**任务 1**
根据这篇题解回答:
(a) 注释里说最后要用哪种高中数学知识来求解?
(b) 数组 a 声明的大小是多少?
(c) 当 gg 大于 n 时,x 取什么值?

==============================

D探索的时光
//这是个数学问题
//整理f(i)=(x-i)^2*a[i]这个式子
//得到f(i)=(x^2+i^2-2*x*i)*a[i]
//再求和得到sum=x*x*(a1+a2+...+an)+1^2*a1+2^2*a2+...+n^2*an-2*x*(1*a1+2*a2+...+n*an)
//然后利用高中的数学知识(一元二次方程)求解
#include<bits/stdc++.h>
using namespace std;
#define ll long long
#define endl '\n'
ll a[100005];
void solve(){
ll n;
ll ans=1e18+9,sum=0,sum1=0,sum2=0;
cin>>n;
for(ll i=1;i<=n;i++){
cin>>a[i];
sum+=a[i];
sum1+=i*a[i];
sum2+=i*i*a[i];
}
ll x;
double gg=sum1*1.0/sum;
if(gg>=1&&gg<=n){
ll xx=ceil(sum1*1.0/sum);
ll yy=floor(sum1*1.0/sum);
if(xx>=1&&xx<=n){
x=xx;
ans=min(ans,x*x*sum+sum2-2*x*sum1);
}
if(yy>=1&&yy<=n){x=yy;
ans=min(ans,x*x*sum+sum2-2*x*sum1);
}
}else if(gg>n){
x=n;
ans=x*x*sum+sum2-2*x*sum1;
}else{
x=1;
ans=x*x*sum+sum2-2*x*sum1;
}
cout<<ans;
return ;
}
int main(){
ios::sync_with_stdio(false),cin.tie(0),cout.tie(0);
int _;
//cin>>_;
_=1;
while(_--){
solve();
}
return 0;
}

==============================

**任务 2**
把下面条目里从含有“Which region corresponds to the wrist?”的那一行起,到含有“Which region corresponds to the wedding ring on woman's”的那一行为止(这两行都算)原样抄下来。

==============================

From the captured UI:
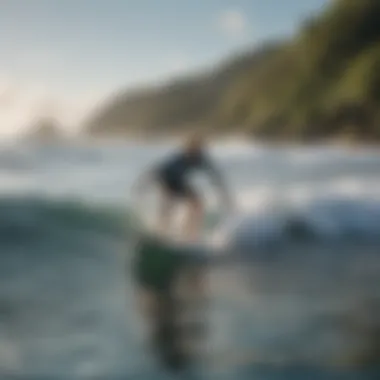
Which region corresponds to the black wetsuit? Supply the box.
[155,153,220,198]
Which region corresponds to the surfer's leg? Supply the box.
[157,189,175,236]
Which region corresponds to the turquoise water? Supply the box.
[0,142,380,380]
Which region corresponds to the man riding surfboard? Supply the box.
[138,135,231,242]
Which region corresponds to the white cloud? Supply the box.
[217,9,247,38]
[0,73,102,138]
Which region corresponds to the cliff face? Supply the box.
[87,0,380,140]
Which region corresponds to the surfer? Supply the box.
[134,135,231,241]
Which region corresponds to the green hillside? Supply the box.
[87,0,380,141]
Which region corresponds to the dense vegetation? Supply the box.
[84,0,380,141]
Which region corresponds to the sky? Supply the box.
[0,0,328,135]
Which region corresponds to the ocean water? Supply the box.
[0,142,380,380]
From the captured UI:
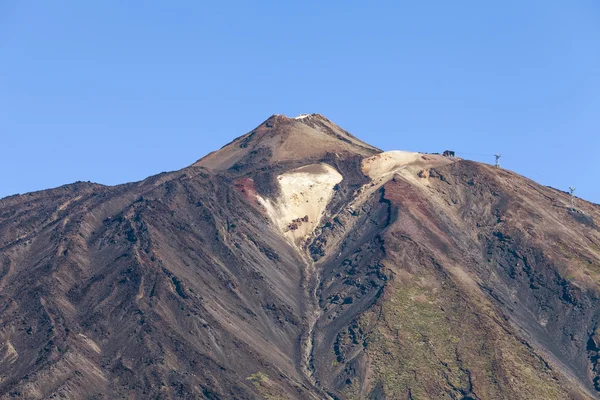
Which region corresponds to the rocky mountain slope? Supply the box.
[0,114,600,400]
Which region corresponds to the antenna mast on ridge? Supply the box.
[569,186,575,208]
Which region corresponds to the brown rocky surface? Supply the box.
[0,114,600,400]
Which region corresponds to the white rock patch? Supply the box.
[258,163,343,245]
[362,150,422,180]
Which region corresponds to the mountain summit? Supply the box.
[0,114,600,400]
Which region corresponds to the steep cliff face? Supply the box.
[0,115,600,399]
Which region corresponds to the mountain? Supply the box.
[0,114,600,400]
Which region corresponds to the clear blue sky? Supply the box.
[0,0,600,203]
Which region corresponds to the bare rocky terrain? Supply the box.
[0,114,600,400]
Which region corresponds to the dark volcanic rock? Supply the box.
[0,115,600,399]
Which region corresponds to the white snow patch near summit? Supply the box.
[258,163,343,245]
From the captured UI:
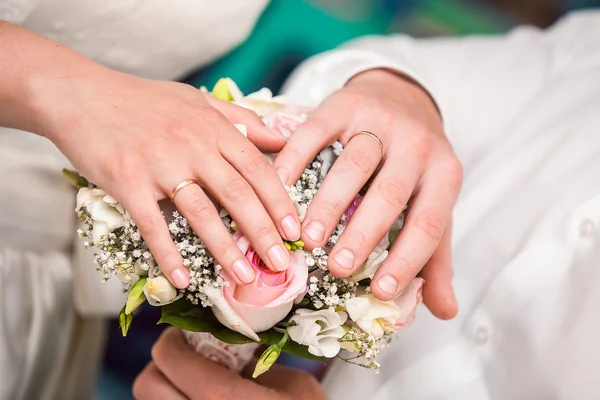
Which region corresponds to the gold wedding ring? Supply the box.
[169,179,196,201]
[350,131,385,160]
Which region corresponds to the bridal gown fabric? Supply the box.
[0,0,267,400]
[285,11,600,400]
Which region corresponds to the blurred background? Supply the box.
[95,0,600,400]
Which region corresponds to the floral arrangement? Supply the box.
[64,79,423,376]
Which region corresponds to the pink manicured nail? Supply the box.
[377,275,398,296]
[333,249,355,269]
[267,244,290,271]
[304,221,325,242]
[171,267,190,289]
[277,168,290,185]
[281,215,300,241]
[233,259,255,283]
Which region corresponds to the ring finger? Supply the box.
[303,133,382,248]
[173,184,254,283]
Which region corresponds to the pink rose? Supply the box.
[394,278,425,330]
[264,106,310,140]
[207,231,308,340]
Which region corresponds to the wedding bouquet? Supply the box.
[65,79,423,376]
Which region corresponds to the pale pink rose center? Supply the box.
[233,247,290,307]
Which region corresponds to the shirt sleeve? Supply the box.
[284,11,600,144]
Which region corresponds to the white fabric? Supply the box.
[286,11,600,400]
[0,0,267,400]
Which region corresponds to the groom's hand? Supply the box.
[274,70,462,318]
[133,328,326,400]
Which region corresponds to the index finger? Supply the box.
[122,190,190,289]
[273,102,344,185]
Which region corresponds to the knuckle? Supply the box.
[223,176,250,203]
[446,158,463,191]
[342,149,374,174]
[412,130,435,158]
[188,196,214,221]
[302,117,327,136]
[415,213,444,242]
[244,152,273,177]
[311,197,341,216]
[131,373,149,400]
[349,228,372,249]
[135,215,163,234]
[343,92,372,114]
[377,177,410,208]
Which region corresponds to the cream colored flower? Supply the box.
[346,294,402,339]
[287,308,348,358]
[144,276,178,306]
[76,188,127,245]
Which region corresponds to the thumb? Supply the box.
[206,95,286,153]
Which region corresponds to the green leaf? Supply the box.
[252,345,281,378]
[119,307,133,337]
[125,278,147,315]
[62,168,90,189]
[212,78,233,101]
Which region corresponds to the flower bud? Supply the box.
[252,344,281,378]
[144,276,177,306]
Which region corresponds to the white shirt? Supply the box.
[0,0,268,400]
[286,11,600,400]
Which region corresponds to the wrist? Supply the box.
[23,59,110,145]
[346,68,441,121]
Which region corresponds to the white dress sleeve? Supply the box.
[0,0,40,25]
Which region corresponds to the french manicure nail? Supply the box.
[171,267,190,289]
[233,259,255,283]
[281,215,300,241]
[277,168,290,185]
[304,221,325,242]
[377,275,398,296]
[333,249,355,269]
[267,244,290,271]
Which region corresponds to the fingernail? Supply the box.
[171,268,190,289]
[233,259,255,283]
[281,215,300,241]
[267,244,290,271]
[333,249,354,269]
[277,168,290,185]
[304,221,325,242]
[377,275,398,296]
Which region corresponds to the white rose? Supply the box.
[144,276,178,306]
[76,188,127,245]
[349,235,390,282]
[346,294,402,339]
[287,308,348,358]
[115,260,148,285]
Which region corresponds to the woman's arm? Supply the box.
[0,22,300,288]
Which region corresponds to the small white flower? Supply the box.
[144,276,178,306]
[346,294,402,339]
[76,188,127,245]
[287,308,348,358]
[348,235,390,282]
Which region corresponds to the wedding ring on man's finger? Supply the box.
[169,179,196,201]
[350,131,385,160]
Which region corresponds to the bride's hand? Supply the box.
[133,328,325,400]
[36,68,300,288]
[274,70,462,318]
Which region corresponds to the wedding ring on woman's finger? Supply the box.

==============================

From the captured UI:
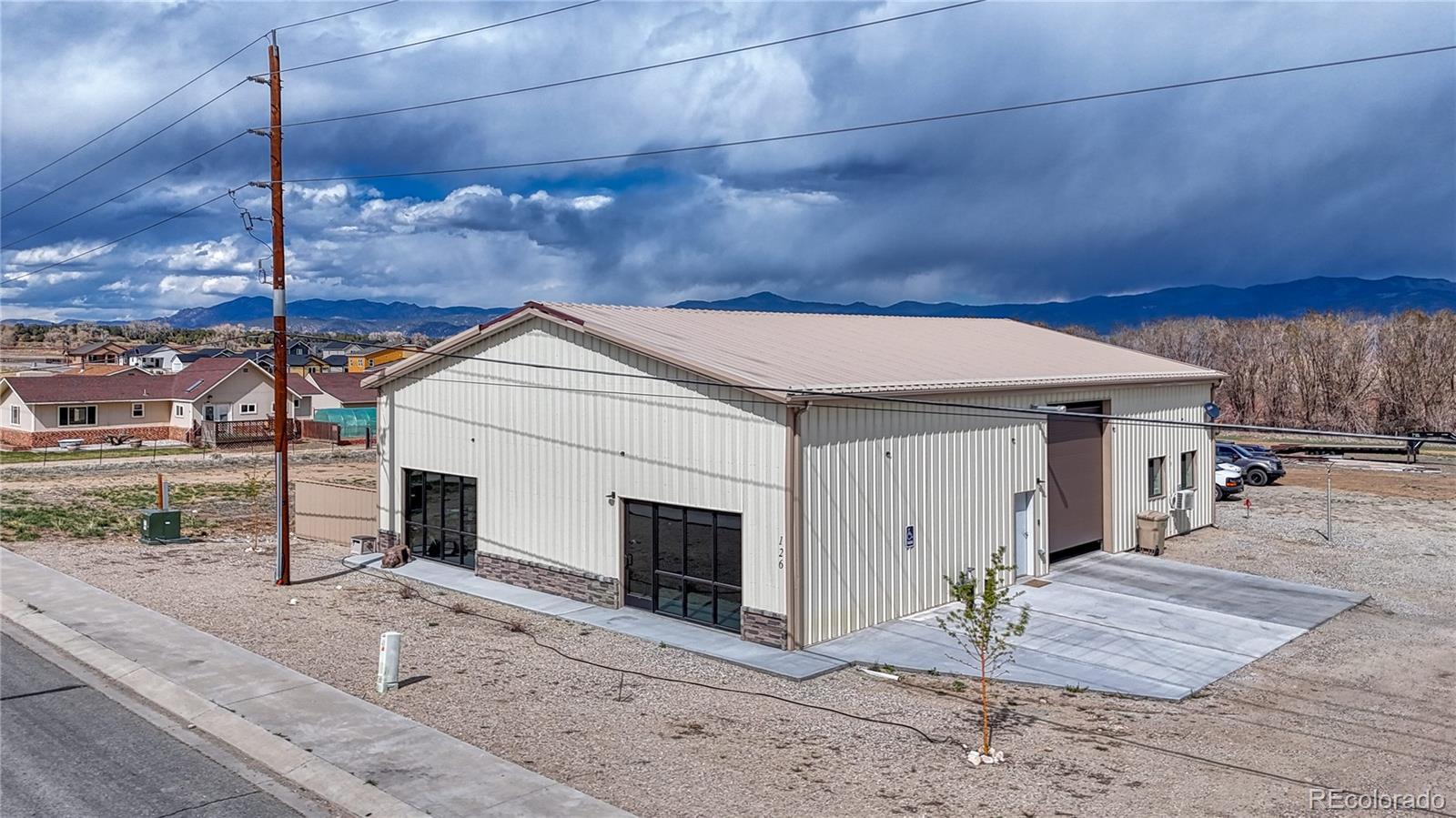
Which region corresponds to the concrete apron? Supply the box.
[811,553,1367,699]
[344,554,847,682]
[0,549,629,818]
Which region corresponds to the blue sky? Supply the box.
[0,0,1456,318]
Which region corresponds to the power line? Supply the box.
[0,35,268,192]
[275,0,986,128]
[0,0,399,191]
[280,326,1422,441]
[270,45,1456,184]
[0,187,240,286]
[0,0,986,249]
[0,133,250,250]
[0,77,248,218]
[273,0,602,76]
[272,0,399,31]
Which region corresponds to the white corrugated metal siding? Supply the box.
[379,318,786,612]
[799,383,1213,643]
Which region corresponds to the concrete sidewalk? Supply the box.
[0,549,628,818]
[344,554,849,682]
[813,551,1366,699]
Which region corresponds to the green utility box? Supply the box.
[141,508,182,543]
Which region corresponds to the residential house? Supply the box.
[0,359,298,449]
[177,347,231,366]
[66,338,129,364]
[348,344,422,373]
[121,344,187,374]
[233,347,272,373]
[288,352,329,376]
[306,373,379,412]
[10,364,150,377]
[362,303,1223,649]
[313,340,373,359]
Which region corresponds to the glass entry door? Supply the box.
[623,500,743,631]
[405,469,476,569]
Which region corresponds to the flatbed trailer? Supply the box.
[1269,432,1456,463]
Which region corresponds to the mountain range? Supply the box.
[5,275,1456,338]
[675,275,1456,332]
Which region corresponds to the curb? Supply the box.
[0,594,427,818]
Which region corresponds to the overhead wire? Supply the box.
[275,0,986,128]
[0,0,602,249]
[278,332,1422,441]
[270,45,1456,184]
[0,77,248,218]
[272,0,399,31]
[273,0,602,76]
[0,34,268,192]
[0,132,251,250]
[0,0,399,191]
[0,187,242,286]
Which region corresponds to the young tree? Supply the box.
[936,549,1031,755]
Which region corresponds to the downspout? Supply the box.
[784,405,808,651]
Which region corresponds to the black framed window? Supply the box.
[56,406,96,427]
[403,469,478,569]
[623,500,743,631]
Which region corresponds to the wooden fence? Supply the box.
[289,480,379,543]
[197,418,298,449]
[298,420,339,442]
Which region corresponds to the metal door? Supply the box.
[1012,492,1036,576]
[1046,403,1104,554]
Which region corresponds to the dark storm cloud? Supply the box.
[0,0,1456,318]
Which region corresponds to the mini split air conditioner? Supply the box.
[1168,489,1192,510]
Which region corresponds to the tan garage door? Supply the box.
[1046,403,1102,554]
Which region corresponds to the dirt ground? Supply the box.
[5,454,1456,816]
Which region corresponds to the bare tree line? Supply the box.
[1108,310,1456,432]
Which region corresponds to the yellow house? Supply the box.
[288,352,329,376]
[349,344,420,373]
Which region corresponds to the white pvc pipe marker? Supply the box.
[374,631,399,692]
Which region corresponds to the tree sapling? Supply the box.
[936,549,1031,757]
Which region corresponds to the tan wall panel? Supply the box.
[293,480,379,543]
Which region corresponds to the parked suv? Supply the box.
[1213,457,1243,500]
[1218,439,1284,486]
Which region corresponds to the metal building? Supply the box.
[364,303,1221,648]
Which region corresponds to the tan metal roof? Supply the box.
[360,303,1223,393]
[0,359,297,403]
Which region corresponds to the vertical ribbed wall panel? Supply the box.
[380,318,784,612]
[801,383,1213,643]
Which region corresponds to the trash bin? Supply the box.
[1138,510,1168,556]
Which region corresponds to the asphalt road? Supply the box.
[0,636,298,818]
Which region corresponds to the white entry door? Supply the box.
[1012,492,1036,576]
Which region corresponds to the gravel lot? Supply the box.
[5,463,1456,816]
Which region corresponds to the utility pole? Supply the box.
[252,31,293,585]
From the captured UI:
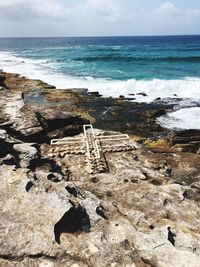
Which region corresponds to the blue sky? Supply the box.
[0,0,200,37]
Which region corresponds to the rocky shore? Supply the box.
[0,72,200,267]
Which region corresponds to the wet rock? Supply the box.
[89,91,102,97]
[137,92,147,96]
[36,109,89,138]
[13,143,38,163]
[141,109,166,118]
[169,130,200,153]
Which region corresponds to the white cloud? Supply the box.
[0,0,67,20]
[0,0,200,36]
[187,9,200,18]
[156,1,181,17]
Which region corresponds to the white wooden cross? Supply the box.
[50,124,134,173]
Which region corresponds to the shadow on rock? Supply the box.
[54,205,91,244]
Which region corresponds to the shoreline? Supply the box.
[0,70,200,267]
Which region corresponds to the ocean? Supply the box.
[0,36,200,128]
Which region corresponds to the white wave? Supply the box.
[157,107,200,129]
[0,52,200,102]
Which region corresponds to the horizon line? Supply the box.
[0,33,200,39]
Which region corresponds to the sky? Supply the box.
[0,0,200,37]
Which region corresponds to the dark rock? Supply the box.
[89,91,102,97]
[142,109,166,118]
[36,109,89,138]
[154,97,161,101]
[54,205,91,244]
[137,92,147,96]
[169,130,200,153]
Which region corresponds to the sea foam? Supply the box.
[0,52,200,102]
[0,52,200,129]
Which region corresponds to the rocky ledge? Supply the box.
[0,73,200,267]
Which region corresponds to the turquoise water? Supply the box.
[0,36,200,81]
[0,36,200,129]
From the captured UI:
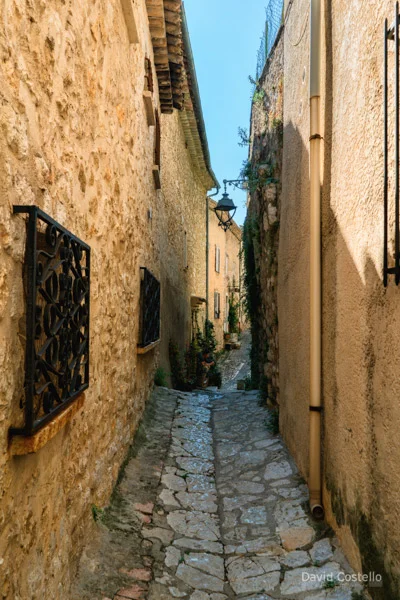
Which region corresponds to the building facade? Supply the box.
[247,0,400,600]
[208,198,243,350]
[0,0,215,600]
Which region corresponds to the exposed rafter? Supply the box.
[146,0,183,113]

==============================

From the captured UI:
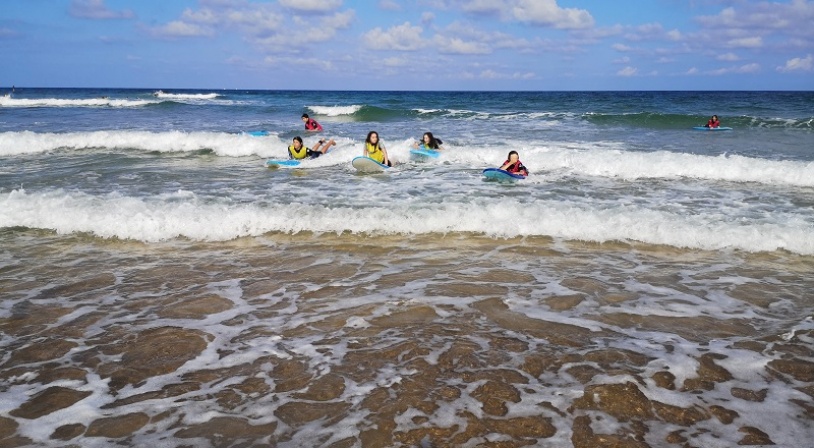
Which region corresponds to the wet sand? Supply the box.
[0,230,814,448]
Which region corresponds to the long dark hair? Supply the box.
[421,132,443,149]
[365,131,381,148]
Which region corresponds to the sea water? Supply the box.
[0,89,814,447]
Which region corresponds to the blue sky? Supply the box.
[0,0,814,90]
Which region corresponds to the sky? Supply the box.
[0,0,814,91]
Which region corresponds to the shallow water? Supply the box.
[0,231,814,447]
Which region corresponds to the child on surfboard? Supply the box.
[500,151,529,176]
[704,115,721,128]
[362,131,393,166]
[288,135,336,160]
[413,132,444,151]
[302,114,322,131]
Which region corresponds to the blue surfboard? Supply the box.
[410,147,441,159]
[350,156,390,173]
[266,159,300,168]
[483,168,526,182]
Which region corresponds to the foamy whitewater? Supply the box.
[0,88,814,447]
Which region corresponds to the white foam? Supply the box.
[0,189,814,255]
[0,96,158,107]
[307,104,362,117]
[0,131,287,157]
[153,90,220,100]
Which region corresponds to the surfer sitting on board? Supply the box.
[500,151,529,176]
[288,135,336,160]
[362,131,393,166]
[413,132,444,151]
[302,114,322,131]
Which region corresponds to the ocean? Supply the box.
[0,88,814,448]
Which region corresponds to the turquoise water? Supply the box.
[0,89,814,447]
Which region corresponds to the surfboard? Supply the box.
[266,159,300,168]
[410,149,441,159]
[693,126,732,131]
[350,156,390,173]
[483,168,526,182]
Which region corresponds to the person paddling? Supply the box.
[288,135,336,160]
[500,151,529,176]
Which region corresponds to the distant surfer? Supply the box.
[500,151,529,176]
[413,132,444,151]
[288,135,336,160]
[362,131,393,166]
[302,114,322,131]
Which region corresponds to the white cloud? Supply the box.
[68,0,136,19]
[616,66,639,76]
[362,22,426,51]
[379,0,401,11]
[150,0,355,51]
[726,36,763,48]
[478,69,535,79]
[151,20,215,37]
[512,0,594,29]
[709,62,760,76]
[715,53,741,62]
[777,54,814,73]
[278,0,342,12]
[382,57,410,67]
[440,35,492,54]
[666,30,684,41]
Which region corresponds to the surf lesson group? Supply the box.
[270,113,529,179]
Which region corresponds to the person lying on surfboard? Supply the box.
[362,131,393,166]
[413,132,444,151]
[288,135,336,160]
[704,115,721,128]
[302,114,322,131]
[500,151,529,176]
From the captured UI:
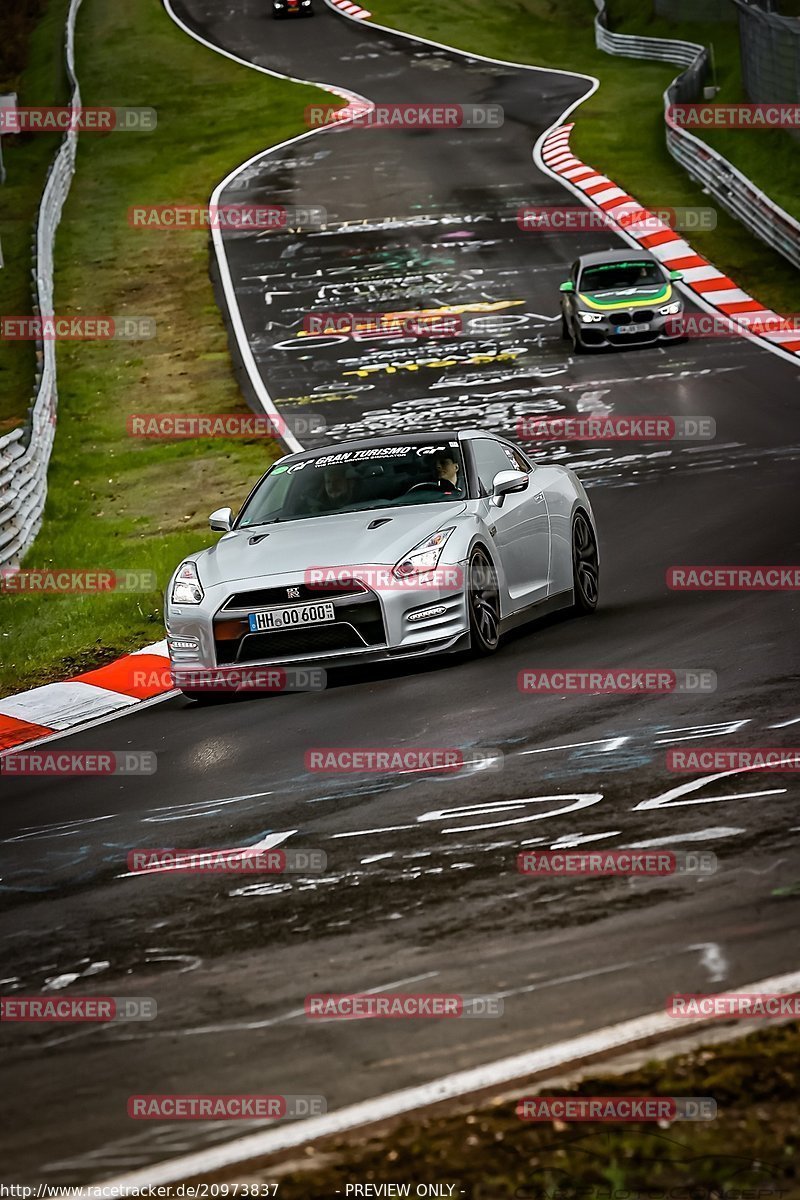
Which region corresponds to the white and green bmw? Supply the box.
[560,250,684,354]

==============================

**书面回答 1**
(a) 一元二次方程
(b) 100005
(c) n

**书面回答 2**
Which region corresponds to the wrist? Supply the box.
[23,59,110,145]
[346,68,441,121]
Which region corresponds to the white dress sleeve? Supply the box.
[0,0,40,25]
Which region corresponds to the french manicure nail? Supply the box.
[171,267,190,289]
[233,259,255,283]
[281,215,300,241]
[277,168,290,185]
[304,221,325,242]
[377,275,398,296]
[333,249,355,269]
[267,244,290,271]
Which region corresponds to the fingernail? Supply the box.
[171,268,190,289]
[233,259,255,283]
[281,215,300,241]
[267,244,290,271]
[333,249,354,269]
[277,168,290,185]
[304,221,325,242]
[377,275,398,296]
Which region corresponds to the white rose? Supply the box.
[144,276,178,306]
[76,188,127,245]
[349,235,390,282]
[346,294,402,339]
[287,308,348,358]
[115,260,148,285]
Which region corresponds to the woman's arm? Supply the box.
[0,22,300,288]
Which region corresponds to the small white flower? Supply the box.
[144,276,178,306]
[346,294,402,339]
[76,188,127,245]
[287,308,348,358]
[348,235,390,282]
Which region corresponds to the wedding ring on man's finger? Supply the box.
[169,179,196,201]
[350,131,385,160]
Which region corresponds to the bride's hand? Supply the box.
[133,328,325,400]
[36,68,300,288]
[274,70,462,318]
Which region corresponds to the wedding ring on woman's finger? Supply the box.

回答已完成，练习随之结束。